_Written exercise_:
Tally the lines in the listing that contain the string "brick" and reply with only that number.
─── Data rows
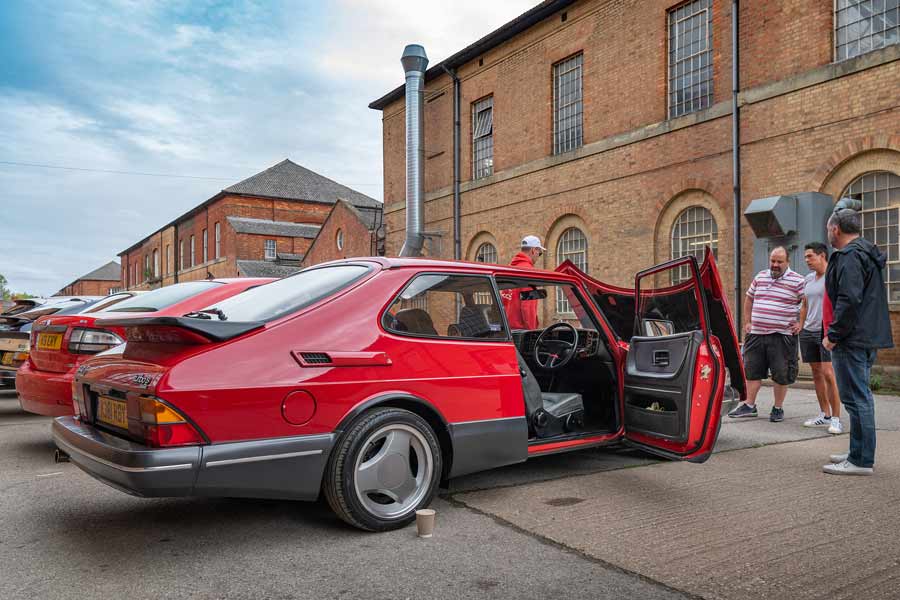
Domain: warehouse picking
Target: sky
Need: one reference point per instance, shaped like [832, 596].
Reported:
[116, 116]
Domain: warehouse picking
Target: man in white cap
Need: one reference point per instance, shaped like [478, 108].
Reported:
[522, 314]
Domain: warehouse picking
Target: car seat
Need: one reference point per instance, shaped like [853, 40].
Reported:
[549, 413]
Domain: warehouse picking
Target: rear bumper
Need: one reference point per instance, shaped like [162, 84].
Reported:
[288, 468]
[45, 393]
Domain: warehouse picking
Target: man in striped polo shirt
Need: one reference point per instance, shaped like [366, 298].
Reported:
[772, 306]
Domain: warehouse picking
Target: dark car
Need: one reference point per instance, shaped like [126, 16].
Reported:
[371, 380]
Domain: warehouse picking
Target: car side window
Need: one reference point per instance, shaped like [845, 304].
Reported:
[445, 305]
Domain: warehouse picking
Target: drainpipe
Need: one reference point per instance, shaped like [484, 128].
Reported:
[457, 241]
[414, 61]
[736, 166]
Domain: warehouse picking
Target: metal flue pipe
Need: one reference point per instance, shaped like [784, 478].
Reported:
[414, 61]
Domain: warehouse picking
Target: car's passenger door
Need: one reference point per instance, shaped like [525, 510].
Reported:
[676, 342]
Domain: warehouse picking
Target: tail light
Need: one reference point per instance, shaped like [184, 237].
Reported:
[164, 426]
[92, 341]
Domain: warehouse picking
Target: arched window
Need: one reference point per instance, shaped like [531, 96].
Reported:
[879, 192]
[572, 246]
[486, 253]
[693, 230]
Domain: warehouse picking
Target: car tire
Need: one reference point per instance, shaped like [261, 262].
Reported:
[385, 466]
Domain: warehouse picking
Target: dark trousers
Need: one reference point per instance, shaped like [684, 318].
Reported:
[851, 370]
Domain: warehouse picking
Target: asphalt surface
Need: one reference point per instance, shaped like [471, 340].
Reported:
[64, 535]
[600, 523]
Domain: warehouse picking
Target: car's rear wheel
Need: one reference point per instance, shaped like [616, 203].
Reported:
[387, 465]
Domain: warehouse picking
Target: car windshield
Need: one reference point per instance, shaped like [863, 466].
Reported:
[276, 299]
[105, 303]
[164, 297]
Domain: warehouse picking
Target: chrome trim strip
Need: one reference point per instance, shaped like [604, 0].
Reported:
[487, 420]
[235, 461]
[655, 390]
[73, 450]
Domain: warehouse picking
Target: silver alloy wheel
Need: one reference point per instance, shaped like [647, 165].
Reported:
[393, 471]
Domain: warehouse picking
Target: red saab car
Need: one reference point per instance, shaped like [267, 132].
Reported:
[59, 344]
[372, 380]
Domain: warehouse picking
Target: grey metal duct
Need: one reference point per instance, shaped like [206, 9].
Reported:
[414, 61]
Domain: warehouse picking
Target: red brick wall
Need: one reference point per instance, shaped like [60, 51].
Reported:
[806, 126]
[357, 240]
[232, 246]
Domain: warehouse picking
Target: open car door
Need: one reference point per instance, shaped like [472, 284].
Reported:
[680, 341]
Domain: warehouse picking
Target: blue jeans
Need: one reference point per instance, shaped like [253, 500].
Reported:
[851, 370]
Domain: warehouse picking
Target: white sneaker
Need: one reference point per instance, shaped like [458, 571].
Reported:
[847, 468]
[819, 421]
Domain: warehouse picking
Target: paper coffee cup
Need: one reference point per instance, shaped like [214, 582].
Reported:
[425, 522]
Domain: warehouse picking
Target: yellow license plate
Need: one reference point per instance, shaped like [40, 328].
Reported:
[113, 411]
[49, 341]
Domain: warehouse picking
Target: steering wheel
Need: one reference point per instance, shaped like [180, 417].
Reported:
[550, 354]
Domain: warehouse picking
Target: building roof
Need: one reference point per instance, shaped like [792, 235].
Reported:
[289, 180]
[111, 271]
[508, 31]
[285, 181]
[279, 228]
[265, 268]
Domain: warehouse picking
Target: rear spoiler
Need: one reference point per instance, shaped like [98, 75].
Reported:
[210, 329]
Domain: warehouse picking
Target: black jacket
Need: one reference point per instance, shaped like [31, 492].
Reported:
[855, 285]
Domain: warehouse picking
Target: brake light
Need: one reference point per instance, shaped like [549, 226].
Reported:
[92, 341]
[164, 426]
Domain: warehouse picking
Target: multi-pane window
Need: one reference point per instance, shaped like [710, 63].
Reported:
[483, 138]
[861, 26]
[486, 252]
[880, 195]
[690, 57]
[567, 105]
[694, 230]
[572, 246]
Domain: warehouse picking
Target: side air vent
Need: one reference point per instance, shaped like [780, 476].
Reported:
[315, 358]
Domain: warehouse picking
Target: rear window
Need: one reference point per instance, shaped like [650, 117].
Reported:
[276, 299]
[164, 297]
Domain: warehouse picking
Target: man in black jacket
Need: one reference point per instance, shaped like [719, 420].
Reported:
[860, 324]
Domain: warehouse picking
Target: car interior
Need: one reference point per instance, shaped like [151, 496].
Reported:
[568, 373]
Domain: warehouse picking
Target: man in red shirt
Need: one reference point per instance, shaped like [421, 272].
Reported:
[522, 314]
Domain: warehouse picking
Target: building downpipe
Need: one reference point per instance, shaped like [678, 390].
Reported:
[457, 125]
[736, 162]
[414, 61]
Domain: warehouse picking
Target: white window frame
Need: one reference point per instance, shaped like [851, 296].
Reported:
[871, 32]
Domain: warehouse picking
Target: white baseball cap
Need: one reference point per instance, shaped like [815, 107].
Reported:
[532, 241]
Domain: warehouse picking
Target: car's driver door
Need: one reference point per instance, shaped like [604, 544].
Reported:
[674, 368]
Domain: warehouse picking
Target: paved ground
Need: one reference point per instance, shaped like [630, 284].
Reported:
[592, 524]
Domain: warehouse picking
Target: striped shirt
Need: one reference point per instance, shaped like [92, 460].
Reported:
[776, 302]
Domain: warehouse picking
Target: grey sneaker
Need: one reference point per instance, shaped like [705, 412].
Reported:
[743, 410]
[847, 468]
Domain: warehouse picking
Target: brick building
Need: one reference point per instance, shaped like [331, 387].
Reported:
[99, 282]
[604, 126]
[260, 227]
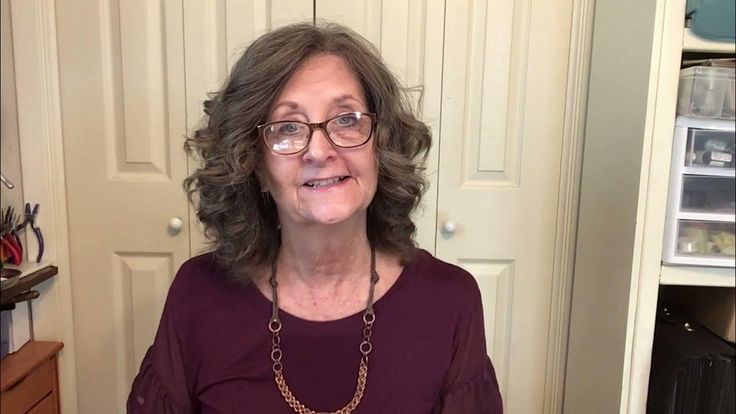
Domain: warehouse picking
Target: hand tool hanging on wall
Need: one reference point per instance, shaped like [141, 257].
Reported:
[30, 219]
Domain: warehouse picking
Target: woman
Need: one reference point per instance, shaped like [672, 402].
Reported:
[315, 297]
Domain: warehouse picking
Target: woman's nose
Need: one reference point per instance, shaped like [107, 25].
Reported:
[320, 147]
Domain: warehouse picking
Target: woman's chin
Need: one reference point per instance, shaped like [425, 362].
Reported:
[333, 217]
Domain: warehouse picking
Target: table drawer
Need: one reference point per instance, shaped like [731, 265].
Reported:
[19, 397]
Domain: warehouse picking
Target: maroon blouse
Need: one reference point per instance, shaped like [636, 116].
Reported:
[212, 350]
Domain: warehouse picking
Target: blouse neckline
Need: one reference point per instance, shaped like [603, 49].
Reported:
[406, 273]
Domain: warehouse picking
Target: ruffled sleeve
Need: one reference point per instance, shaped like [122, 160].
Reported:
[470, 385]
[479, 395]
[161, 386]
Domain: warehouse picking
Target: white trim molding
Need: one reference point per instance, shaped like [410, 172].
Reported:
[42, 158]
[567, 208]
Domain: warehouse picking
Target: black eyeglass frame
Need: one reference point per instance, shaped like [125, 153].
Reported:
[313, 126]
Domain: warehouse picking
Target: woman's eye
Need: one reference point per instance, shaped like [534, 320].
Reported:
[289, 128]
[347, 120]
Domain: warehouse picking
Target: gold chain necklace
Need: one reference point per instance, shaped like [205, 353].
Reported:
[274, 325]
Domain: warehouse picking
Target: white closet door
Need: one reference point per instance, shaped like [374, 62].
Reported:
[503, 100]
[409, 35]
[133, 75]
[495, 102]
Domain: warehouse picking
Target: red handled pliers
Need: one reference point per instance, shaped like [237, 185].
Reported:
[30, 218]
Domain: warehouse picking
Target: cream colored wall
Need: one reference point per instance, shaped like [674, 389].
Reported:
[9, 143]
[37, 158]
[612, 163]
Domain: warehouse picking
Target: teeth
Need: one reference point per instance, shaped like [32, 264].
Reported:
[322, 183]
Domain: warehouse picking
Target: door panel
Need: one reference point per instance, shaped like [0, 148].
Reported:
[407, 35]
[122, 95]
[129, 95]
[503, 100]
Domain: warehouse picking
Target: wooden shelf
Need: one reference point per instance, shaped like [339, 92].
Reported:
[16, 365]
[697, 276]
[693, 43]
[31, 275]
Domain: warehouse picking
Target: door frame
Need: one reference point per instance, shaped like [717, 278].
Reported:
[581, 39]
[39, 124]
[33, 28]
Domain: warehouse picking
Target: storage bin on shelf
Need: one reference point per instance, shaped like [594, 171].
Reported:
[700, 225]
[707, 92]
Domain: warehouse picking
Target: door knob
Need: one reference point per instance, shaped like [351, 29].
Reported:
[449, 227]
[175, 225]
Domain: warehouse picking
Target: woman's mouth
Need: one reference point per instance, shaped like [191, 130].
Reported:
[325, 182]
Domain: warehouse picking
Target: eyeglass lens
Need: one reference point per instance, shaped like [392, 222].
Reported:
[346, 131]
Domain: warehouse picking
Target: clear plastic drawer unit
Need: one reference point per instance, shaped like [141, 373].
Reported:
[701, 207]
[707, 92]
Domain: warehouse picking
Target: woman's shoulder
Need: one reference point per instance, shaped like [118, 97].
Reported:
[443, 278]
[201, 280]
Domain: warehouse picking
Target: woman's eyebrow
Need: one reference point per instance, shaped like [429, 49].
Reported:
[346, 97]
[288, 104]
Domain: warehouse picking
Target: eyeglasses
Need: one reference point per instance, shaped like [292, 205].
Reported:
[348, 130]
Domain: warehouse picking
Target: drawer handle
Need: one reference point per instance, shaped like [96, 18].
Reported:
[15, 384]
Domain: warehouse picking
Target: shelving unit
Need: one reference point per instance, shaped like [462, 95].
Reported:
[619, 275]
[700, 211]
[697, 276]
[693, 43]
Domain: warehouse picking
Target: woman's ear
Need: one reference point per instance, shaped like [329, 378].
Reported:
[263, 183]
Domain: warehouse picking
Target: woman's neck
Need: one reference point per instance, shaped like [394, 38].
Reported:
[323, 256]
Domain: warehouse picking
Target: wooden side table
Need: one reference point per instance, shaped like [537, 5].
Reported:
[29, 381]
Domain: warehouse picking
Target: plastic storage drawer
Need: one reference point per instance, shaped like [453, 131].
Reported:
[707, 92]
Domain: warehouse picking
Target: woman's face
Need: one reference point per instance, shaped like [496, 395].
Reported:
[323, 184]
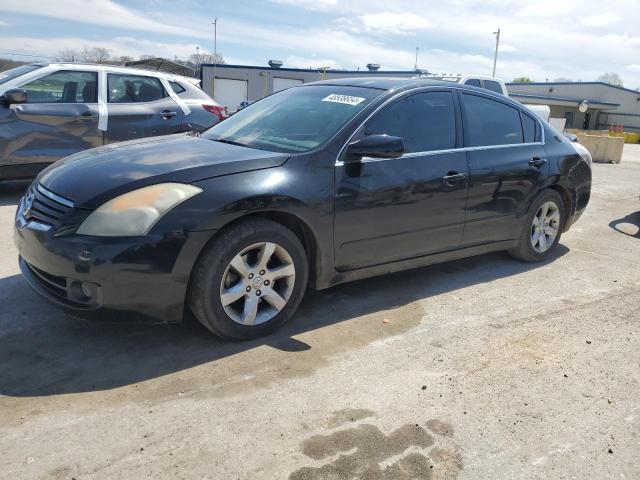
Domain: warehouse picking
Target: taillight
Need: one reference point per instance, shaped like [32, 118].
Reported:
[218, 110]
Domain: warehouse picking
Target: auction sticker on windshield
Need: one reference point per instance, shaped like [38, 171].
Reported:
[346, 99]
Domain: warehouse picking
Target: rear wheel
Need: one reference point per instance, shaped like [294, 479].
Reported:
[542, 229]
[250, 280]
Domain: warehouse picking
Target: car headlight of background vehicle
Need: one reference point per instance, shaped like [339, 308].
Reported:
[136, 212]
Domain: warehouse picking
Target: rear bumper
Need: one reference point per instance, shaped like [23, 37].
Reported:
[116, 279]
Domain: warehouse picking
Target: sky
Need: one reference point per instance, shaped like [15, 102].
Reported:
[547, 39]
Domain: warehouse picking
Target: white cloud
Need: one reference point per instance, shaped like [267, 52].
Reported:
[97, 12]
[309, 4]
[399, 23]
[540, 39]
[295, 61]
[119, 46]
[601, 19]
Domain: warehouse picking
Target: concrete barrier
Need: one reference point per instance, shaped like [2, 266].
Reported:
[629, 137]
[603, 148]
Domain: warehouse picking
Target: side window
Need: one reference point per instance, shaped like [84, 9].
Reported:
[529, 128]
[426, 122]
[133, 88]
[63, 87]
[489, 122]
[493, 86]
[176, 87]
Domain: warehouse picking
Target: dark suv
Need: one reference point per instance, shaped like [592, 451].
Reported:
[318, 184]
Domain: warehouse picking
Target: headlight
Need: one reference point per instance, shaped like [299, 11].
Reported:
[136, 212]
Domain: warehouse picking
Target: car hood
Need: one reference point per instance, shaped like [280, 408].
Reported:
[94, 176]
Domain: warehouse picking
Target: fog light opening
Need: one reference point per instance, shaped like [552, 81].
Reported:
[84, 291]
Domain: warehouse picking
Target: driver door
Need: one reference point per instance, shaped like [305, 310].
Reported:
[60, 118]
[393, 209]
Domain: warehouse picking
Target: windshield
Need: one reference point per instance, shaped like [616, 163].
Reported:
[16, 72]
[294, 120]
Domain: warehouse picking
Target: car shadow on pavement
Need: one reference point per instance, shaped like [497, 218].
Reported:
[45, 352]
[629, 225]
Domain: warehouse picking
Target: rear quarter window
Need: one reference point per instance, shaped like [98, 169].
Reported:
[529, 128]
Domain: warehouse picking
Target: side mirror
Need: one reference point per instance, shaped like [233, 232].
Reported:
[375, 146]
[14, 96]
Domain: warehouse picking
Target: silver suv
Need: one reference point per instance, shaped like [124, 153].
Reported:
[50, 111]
──────
_Task response_:
2